● **WHAT IS EXPECTED**: Rewrite the text on head injuries and heart conditions in sport, starting with "What boxing has" and going on through "hospital the better.", replacing "medical care" with "emergency provision".

Ethically, there is a debate to be had about bowling tactics and whether it is ever permissible to target the batsman's head and the notion of what constitutes "intimidatory bowling" is one that has caused debates for years. However, telling bowlers they cannot bowl bouncers is rather similar to telling racing drivers they cannot drive too fast. It can be regulated but to take it out of the game entirely risks compromising the sports integrity.
What boxing has had to learn is that medical care around the sport has to be good. If TBI cannot be prevented then the protagonists need to be cared for. Time is very much of the essence and the quicker someone who has potentially suffered a TBI can be assessed, treated and moved to a suitable hospital the better.

At the same time that TBIs can be controlled in most sports but not entirely eradicated, undiagnosed cardiovascular pathology is rather different. One of the saddest sights in professional sport are the deaths of promising young athletes through the heart's inability to cope with the demand. Unlike TBIs that are caused directly by the sport, these pathologies can act like time bombs that can erupt at any point. Some time ago now, I attended a tribute match for the Keighley rugby league player Danny Jones who lost his life whilst playing due to a heart problem. One great thing has come out of this tragedy is that his widow has campaigned for greater access to defibrillators for sports clubs. CPR training for those involved in sport is vital but CPR, in reality, is only a time buyer and it is quick defibrillation that is required. The quicker the equipment is available, the more likely survival could be. If we are honest, these defibrillators may never be used but their greater availability may just make a difference. What should be noted is that not everyone who has a cardiac arrest can be defibrillated, it depends on the electrical activity within the heart itself.

● **EXERCISE DATA**:
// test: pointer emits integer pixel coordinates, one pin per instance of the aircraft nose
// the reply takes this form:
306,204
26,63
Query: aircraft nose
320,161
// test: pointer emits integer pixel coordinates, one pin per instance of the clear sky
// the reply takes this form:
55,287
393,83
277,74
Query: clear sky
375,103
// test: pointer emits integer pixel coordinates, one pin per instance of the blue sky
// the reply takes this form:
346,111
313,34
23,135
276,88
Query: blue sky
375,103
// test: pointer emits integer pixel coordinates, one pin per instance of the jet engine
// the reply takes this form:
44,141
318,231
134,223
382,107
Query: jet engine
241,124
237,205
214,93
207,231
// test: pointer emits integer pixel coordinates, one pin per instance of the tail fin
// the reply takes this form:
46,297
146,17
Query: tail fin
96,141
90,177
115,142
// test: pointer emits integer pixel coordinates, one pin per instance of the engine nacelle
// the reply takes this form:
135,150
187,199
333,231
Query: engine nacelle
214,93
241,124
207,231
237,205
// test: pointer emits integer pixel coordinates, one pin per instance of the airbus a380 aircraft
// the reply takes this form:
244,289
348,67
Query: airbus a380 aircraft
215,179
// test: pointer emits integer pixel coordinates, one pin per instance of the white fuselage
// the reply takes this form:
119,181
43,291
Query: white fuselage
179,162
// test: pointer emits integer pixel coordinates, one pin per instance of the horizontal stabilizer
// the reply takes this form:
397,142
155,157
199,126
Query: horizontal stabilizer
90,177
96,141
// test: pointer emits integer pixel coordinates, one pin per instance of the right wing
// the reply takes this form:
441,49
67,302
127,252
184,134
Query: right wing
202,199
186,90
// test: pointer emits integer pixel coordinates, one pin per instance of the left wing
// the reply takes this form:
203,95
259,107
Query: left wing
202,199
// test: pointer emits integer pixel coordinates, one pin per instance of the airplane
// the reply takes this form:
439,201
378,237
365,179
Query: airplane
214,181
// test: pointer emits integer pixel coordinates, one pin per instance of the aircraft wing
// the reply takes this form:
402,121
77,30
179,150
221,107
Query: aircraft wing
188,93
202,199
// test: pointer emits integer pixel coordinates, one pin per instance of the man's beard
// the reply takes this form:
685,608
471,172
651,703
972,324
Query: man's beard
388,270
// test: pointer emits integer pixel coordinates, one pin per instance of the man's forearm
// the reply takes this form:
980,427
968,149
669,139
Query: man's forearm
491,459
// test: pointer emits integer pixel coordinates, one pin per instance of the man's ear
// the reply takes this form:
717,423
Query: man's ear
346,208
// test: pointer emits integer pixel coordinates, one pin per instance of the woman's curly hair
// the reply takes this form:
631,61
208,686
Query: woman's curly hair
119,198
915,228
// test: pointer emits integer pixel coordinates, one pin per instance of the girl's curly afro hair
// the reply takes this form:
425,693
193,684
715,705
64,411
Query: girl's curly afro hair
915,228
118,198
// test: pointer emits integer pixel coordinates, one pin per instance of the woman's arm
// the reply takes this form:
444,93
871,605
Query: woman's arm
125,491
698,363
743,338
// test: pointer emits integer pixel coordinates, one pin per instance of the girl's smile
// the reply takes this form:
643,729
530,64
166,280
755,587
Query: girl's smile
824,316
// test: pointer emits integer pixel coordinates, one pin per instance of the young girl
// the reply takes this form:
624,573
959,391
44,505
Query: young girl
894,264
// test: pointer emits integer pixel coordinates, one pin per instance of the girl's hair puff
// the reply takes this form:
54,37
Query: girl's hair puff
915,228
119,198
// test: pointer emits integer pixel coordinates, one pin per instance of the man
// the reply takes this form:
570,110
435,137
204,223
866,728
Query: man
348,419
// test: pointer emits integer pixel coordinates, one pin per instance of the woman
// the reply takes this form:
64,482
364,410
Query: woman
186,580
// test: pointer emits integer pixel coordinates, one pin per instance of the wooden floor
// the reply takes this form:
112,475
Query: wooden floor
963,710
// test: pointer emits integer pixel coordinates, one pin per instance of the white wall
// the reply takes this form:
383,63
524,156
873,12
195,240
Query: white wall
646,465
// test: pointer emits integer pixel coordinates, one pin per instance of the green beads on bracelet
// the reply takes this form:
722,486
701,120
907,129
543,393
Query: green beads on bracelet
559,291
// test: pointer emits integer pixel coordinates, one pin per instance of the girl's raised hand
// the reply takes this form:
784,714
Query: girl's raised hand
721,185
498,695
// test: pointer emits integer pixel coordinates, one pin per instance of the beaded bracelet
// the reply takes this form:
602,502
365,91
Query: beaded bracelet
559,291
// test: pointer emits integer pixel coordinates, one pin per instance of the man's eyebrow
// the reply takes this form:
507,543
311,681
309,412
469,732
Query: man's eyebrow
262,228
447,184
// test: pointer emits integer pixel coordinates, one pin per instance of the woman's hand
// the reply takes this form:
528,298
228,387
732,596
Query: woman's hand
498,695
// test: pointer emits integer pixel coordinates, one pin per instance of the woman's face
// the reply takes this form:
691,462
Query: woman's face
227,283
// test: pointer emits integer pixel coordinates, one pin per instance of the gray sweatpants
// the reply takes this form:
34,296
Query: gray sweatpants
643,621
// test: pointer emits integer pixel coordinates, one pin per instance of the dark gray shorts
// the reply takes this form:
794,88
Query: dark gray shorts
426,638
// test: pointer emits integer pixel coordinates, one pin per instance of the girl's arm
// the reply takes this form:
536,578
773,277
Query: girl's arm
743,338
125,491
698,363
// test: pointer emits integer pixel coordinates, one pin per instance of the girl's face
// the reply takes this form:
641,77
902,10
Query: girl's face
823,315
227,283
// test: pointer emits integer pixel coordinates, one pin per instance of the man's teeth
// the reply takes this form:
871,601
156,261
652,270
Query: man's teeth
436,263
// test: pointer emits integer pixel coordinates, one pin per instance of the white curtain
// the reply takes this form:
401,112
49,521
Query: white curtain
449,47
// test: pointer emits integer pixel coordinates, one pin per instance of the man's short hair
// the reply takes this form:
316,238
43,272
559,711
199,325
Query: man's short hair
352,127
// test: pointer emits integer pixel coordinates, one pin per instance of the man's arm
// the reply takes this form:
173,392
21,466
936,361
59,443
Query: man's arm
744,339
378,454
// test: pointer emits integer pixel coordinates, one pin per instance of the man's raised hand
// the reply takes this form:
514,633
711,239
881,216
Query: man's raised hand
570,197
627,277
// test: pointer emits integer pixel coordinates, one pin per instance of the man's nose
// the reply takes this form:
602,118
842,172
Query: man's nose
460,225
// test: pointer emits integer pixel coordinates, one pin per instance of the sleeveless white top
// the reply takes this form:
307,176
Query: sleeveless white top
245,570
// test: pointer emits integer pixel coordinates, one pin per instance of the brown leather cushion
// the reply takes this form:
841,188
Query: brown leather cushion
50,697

● **YOUR SOLUTION**:
What boxing has had to learn is that emergency provision around the sport has to be good. If TBI cannot be prevented then the protagonists need to be cared for. Time is very much of the essence and the quicker someone who has potentially suffered a TBI can be assessed, treated and moved to a suitable hospital the better.